SWARNANEWS.CO.ID, JAKARTA | Organisasi Pangan dan Pertanian dunia (FAO) di bawah Perserikatan Bangsa Bangsa (PBB) menyatakan bahwa dalam beberapa dekade terakhir, secara dramatis masyarakat telah mengubah pola pangan, sebagai akibat dari globalisasi, urbanisasi, dan bertambahnya pendapatan.
“Kita telah beralih dari pangan musiman, terutama produk nabati yang kaya serat, pada makanan yang kaya akan pati, gula, lemak, garam, makanan olahan, daging, dan produk hewani lainnya,” kata Kepala Perwakilan FAO Indonesia, Stephen Rudgard saat menyambut Hari Pangan Sedunia (HPS) atau World Food (Day WFD) yang diperingati setiap tanggal 16 Oktober.
Stephen Rudgard menyebutkan bahwa waktu yang dihabiskan untuk menyiapkan makanan di rumah kini kian sempit. Konsumen, terutama di daerah perkotaan, semakin bergantung pada supermarket, gerai makanan cepat saji, makanan kaki lima dan makanan pesan antar.
Akibat kombinasi dari pola pangan yang tidak sehat serta gaya hidup yang kurang aktif itu, kemudian menjadi faktor risiko pembunuh nomor satu di dunia.
Kebiasaan ini telah membuat angka obesitas melonjak, tidak hanya di negara maju, tetapi juga di negara-negara berpendapatan rendah, di mana kekurangan dan kelebihan gizi sering terjadi bersamaan.
Saat ini, lebih dari 670 juta orang dewasa dan 120 juta anak perempuan dan laki-laki (5–19 tahun) mengalami obesitas, dan lebih dari 40 juta anak balita kelebihan berat badan, sementara lebih dari 800 juta orang menderita kelaparan.

## SOAL 1
Menurut bacaan tentang perubahan pola pangan, setiap tanggal berapa Hari Pangan Sedunia diperingati?
## SOAL 2
Sebutkan semua tempat atau jenis layanan makanan yang menurut bacaan semakin diandalkan konsumen, terutama di daerah perkotaan.
## SOAL 3
Berdasarkan bacaan, jelaskan dalam satu sampai tiga kalimat mengapa pola pangan masyarakat berubah secara dramatis dalam beberapa dekade terakhir.

## BARIS DATA

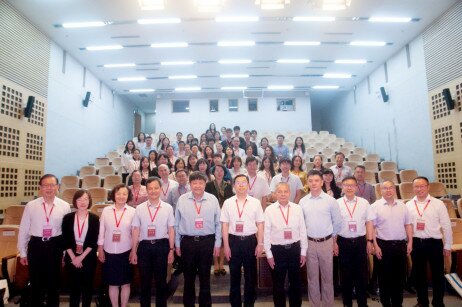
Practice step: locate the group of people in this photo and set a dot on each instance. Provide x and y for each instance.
(200, 215)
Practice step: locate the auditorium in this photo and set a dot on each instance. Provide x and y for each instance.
(231, 153)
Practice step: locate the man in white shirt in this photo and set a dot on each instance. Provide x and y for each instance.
(352, 244)
(340, 171)
(292, 180)
(40, 241)
(167, 184)
(153, 240)
(242, 227)
(323, 222)
(431, 224)
(258, 186)
(285, 245)
(389, 225)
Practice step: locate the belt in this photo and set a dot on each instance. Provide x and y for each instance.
(154, 241)
(320, 239)
(242, 238)
(199, 238)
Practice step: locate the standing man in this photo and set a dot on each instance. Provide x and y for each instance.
(389, 224)
(40, 241)
(198, 238)
(242, 227)
(292, 180)
(281, 150)
(258, 186)
(323, 222)
(340, 171)
(167, 184)
(431, 223)
(285, 246)
(364, 190)
(153, 239)
(352, 244)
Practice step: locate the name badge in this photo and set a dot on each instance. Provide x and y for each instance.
(288, 234)
(199, 223)
(420, 225)
(151, 231)
(352, 226)
(79, 247)
(116, 234)
(47, 231)
(240, 226)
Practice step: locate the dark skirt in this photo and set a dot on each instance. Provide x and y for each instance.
(117, 270)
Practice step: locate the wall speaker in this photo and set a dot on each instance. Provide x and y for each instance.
(29, 107)
(86, 100)
(447, 97)
(385, 96)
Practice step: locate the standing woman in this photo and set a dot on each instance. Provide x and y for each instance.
(267, 169)
(114, 244)
(80, 234)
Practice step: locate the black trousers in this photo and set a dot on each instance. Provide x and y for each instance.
(353, 267)
(45, 258)
(392, 272)
(287, 261)
(81, 281)
(153, 261)
(431, 251)
(197, 255)
(243, 255)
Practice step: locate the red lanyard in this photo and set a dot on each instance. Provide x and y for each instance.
(165, 193)
(251, 186)
(115, 217)
(283, 216)
(238, 211)
(354, 208)
(418, 211)
(80, 230)
(47, 216)
(155, 213)
(198, 209)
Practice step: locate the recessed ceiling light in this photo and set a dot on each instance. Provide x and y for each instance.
(169, 45)
(389, 19)
(119, 65)
(172, 63)
(237, 19)
(293, 61)
(100, 48)
(313, 18)
(89, 24)
(368, 43)
(280, 87)
(336, 76)
(235, 61)
(325, 87)
(301, 43)
(187, 89)
(131, 79)
(234, 88)
(158, 21)
(181, 77)
(234, 76)
(350, 61)
(235, 43)
(142, 90)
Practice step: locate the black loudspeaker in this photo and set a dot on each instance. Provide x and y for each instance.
(385, 96)
(87, 99)
(29, 107)
(448, 99)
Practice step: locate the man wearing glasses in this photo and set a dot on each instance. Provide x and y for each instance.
(40, 241)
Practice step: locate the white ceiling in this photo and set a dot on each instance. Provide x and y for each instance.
(202, 32)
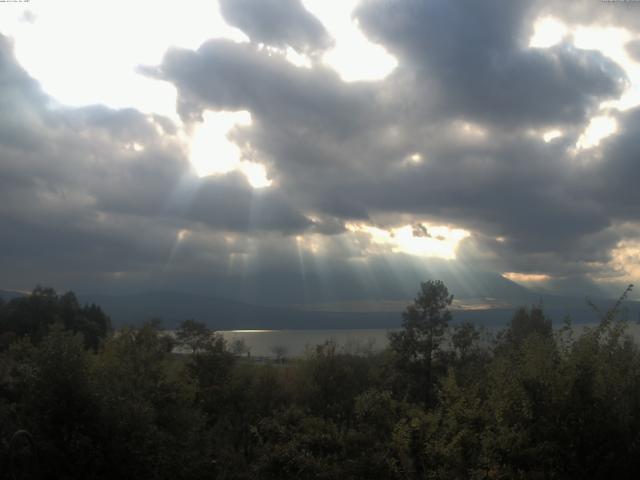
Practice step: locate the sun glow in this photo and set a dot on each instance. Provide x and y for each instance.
(421, 239)
(354, 57)
(213, 153)
(99, 45)
(547, 32)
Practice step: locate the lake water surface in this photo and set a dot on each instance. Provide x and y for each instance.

## JAWABAN 1
Setiap tanggal 16 Oktober.

## JAWABAN 2
Supermarket, gerai makanan cepat saji, makanan kaki lima, dan makanan pesan antar.

## JAWABAN 3
FAO menyatakan bahwa perubahan itu terjadi akibat globalisasi, urbanisasi, dan bertambahnya pendapatan. Akibatnya, masyarakat beralih dari pangan musiman yang kaya serat ke makanan yang kaya pati, gula, lemak, garam, makanan olahan, daging, dan produk hewani lainnya.